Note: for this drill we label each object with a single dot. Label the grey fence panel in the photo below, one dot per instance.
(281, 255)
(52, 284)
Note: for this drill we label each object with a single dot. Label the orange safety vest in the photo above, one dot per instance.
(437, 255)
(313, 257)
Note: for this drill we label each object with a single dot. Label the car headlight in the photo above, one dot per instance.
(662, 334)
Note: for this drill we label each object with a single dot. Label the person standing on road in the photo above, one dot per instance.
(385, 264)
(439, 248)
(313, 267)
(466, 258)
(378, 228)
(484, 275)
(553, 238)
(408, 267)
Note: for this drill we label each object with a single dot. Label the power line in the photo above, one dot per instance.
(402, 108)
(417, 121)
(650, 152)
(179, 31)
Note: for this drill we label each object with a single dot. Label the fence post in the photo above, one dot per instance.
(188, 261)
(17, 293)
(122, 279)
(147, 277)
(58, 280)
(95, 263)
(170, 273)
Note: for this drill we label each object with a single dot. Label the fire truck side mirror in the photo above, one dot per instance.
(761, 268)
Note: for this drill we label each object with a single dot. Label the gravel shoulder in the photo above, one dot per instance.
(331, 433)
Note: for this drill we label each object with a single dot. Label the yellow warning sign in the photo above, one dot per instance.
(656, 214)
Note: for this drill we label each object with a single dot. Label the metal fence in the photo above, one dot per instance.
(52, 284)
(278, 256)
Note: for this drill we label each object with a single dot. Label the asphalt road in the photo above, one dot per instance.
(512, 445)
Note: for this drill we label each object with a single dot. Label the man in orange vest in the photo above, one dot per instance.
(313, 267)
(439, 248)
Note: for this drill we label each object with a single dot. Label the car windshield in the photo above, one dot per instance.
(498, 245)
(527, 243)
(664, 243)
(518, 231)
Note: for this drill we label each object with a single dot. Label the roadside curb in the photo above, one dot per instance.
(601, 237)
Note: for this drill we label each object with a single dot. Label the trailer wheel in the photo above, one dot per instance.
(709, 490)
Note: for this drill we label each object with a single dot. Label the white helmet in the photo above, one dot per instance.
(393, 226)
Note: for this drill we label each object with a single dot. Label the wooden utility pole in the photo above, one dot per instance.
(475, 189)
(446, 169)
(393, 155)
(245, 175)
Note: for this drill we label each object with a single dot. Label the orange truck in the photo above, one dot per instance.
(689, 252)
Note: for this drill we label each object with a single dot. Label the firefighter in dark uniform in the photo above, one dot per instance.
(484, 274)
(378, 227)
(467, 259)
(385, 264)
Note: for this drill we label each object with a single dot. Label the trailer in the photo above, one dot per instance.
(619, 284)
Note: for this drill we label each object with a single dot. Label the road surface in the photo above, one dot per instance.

■ WHAT YOU NEED TO DO
Set the data down once more, exactly as it stands.

■ SOLUTION TO THE EXERCISE
Note: for this drill we label each object with a single dot. Label the grey fence panel in the photo below, one dot per instance.
(281, 255)
(52, 284)
Note: for this drill we label each object with a single dot. Label the orange safety vest in the photo above, one dot per instance.
(437, 255)
(313, 257)
Note: for this drill we label each object with a single dot. Label the car headlight in the photo above, one dot per instance.
(662, 334)
Note: for this drill we label each object with a single dot. Label the person standing on road in the photo above, one dot per instance.
(385, 264)
(439, 248)
(313, 267)
(466, 258)
(378, 228)
(484, 275)
(553, 238)
(408, 267)
Note: for this drill we label each object with a single dot. Label the power line in the photo above, one dot per instance.
(402, 108)
(417, 121)
(650, 152)
(179, 31)
Note: for this drill we label each object with a single dot. Label the fence post in the photo above, one dot per instance.
(188, 261)
(17, 293)
(122, 279)
(147, 277)
(58, 280)
(95, 263)
(170, 273)
Note: for this drill we label each object with a single dot. Label the fire truck side mirror in the photo above, one dot per instance.
(761, 268)
Note: for this drill we label each object with a single dot. Label the gravel shoulder in the photo above, one dot per instance.
(331, 433)
Note: for this drill we label each object with a single dot. Label the yellow warning sign in the photo above, one dot per instance.
(656, 214)
Note: for this drill we label each object with a single dot. Label the metal fence in the photo above, one dot per instance.
(52, 284)
(278, 256)
Note: for this drill we label each object with a single dot. Label the asphalt road in the photo above, one dot per instance.
(512, 445)
Note: for this drill we label each object with a single dot. Label the man in orange vest in the photo above, one dot per instance.
(313, 267)
(439, 248)
Note: for this drill we label each object with a single dot. Label the car windshield in the photo above, one dot per instance.
(498, 245)
(527, 243)
(664, 243)
(518, 231)
Note: for this drill we label each object with a single dot. Label the roadside curb in the photo above, one dot per instance.
(601, 237)
Note: for this drill we label each object with a single dot. Label the trailer wheel in the photo above, one dot per instance.
(709, 490)
Note: for this drill we label each object with a single dot. Label the white helmet in the photo above, one dot per instance.
(393, 226)
Note: for this drill we label each object with a single dot. Label the wooden utility pole in the photo above, one dot per instance.
(475, 189)
(446, 169)
(393, 155)
(245, 175)
Note: for this drill we label each object with a single dot. Label the orange truck in the photo above, one dot per instance.
(689, 252)
Note: for this drill we label each object with a single dot. Label the firefighter in dark uniform in the photo above, one dot per instance.
(484, 274)
(378, 227)
(467, 259)
(385, 264)
Note: for this drill we label each object with a single dot. Label the trailer in the photo above, one dot per instance.
(619, 284)
Note: for this drill we label each object with a single dot. Label the road surface in the photo above, one dot per instance.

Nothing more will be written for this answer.